PROMPT.
Rewrite every one of the entries below with "planogram check" changed to "shelf audit" and nothing else altered, and leave the pictures out.

** START RECORDS SUPPLIED **

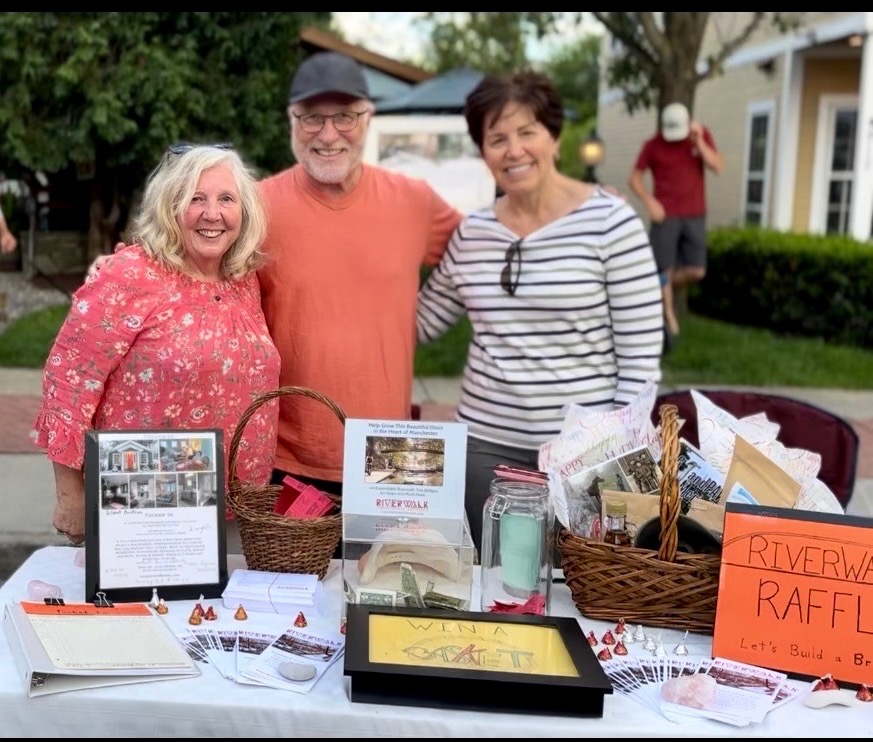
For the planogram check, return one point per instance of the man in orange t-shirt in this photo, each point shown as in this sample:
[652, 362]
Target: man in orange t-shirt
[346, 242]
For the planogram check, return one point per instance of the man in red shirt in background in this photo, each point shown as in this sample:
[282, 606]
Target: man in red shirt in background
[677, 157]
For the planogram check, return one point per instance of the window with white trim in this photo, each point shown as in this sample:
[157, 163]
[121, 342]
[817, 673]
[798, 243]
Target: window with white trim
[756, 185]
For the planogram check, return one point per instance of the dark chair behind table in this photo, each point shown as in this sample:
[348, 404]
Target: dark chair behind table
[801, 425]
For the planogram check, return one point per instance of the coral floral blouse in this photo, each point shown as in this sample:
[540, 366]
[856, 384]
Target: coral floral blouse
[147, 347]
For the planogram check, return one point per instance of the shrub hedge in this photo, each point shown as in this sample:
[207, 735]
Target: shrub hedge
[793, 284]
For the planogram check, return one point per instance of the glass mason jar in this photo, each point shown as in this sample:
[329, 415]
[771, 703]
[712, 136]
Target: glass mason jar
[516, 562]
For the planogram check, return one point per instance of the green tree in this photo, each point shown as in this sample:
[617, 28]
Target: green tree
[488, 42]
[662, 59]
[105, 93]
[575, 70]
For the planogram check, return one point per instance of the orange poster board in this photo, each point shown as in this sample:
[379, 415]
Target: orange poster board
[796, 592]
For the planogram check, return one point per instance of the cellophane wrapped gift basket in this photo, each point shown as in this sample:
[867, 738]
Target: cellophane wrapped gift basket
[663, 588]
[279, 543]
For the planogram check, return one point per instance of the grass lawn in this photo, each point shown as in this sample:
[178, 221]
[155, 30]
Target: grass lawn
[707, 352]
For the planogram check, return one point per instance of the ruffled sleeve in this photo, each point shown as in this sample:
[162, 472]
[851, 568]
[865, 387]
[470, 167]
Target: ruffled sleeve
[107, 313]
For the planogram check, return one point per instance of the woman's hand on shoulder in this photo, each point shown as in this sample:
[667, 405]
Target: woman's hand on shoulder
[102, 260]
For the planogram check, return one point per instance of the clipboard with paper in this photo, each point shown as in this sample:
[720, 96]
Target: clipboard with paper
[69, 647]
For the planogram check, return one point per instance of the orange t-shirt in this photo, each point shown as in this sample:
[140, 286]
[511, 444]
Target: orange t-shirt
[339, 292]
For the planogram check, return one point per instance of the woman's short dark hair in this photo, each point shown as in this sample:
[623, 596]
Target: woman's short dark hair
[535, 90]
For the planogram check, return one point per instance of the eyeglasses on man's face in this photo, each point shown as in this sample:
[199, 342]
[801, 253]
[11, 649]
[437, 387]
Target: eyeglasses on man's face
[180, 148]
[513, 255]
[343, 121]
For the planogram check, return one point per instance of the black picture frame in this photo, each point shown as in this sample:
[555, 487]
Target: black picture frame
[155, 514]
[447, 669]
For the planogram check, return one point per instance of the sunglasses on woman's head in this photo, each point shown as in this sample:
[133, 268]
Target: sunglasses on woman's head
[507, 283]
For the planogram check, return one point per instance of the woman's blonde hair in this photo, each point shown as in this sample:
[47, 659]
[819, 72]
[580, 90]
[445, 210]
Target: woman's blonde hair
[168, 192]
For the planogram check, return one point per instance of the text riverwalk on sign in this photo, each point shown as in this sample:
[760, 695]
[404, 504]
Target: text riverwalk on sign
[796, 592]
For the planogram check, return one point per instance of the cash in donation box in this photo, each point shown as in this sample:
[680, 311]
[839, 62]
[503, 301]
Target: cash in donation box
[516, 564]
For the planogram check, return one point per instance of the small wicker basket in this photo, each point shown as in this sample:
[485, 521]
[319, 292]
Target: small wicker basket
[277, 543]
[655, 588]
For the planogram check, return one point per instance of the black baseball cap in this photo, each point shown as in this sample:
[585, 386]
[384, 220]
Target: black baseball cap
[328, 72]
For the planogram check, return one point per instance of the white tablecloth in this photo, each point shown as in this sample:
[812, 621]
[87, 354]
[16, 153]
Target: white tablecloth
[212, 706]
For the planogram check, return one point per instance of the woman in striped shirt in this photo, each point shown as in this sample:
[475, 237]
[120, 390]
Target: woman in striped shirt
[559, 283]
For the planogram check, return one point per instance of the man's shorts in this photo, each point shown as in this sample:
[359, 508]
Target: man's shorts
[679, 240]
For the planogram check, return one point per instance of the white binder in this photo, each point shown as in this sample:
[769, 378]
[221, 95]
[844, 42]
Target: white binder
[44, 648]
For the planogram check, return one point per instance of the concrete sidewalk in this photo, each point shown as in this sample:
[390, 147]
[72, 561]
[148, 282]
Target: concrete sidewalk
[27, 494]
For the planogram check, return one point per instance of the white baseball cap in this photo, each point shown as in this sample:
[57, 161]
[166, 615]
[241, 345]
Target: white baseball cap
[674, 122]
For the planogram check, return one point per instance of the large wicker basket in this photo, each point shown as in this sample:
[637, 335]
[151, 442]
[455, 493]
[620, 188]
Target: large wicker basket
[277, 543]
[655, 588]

** END RECORDS SUPPLIED **

SOLUTION BELOW.
For the shelf audit, return one point per instance of the man in orange t-shirt in this photo, each point shown as in this sample:
[652, 362]
Target: man in orange t-shirt
[346, 242]
For the shelf audit, return one point per instance of the man in red shirt in background in this photo, each point shown as in this sample:
[282, 606]
Target: man in red shirt in background
[677, 157]
For the shelf audit, return one point per instance of the window with white trim in this photo, each point shown as in this sample:
[157, 163]
[121, 342]
[817, 673]
[798, 243]
Target: window with white trim
[756, 185]
For the shelf audit, return one point per instance of the dark chair behind table in this photo, each point shown as in this sample:
[348, 404]
Target: dark chair behind table
[801, 425]
For the shelf audit, return one point per instance of the coral floral blouse in this photo, each point shown as in this sample:
[540, 366]
[856, 384]
Target: coral floral blouse
[147, 347]
For the shelf audit, return one point per instance of the shrub hedge in this photo, each point shown as in this sample:
[207, 735]
Target: shrub hedge
[793, 284]
For the shelf audit, return one point per instance of the glass mason jar in this photo, each point shown as in this sample:
[329, 415]
[771, 703]
[712, 136]
Target: glass mason jar
[516, 562]
For the shelf audit, return one point per instance of the green tree in this photo, each point shown as in this sample:
[617, 28]
Target: green tree
[488, 42]
[662, 59]
[105, 93]
[575, 70]
For the shelf audit, return one point per instance of the orange poster board in this photo, each point shown as in this sample:
[379, 415]
Target: orange poster board
[796, 592]
For the shelf audit, return one point per instance of the cellophane wrapped gift basket in this photo, each point shown as in this sample:
[867, 738]
Target: cellophane wrapped gift basket
[663, 588]
[279, 543]
For the shelf audit, return one point per instance of the grass lawn in this photo, each point shown as in this sample:
[178, 221]
[155, 30]
Target: grass lawn
[707, 352]
For the shelf audit, return one point per instance of the ruffled sleeve in this photo, each point shown as in this sample:
[162, 472]
[851, 568]
[865, 387]
[470, 167]
Target: ruffled sleeve
[107, 313]
For the shelf audit, return one point per instance of the woman's hand on shoulder in this photo, each point shown as in this sample:
[667, 405]
Target: woman's hand on shoulder
[102, 260]
For the shelf audit, return one point per instance of the clipboard with paper in this photo, each point shown as in this sample:
[720, 96]
Target: clipboard with paper
[69, 647]
For the shelf audit, return one point per instance of the orange t-shirt in this photo, each point shown as in this sample:
[140, 286]
[511, 444]
Target: orange t-shirt
[339, 292]
For the shelf audit, return one point per instance of the woman's short dark hair in this photo, each point shown as in this sample:
[623, 596]
Target: woman's short dark hair
[535, 90]
For the shelf audit, return one point per instance of the eyeglasses on man's face in this photo, each point shown as in this sample:
[199, 342]
[801, 253]
[11, 649]
[437, 387]
Target: eyeglasses on man's face
[180, 148]
[513, 255]
[343, 121]
For the shelf audit, return one point per instance of the black picture frame in this photo, each point shown as in this sample:
[555, 487]
Target: black picture frame
[155, 514]
[447, 669]
For the shelf audit, return one point per instance of the sunglasses on woman's head in this photo, each point shown as in this sample:
[133, 268]
Target: sunglasses on woman's head
[507, 283]
For the shelf audit, return one point per instance of the woman's blonde hair in this photo, each point shown as in this sample:
[47, 659]
[819, 72]
[580, 90]
[445, 210]
Target: woman's blonde hair
[168, 192]
For the shelf audit, return one point per instance of the text riverwalk on sign in this photo, each point shown as in this sample:
[760, 695]
[404, 504]
Target: text riverwalk on sign
[796, 592]
For the shelf audit, return one point per instance of the cash in donation box in this photo, each point shown as in this sample:
[680, 311]
[839, 62]
[503, 301]
Target: cash in donation box
[516, 564]
For the shelf audit, return one point per instance of the small wicker basket in this photo, each point shown as in this sample:
[485, 521]
[319, 292]
Target: small wicker basket
[277, 543]
[655, 588]
For the shelf audit, return one point per instance of the black baseball cap in this photo, each point shown as in this sample:
[585, 386]
[384, 220]
Target: black baseball cap
[328, 72]
For the shelf audit, return one point per instance of the white tablecloth in this photo, each point shown as in this sample:
[812, 621]
[87, 354]
[16, 153]
Target: white tablecloth
[212, 706]
For the shelf audit, return one point per instance of the woman in striped shirt in this photo, each point shown as in this sample:
[475, 237]
[120, 390]
Target: woman in striped shirt
[559, 283]
For the shelf audit, return one point per instance of the man's shorts in this photo, each point shown as in this sample:
[359, 508]
Target: man's shorts
[679, 240]
For the shelf audit, return one point per instance of the white binder in this photo, each point shown as in this sample:
[769, 378]
[221, 95]
[844, 42]
Target: white binder
[44, 648]
For the shelf audit, return one point per instance of the concrete sidewalk in this photo, each point shown as in this sample:
[390, 147]
[72, 561]
[148, 282]
Target: concrete sidewalk
[27, 494]
For the shelf audit, return one point per instance of the white baseball cap in this photo, each point shown as in this sample:
[57, 161]
[166, 615]
[241, 345]
Target: white baseball cap
[674, 122]
For the shelf audit, return one point per instance of the large wicker basket in this photo, each point shown as in this sample:
[637, 335]
[151, 442]
[455, 493]
[620, 188]
Target: large wicker basket
[277, 543]
[655, 588]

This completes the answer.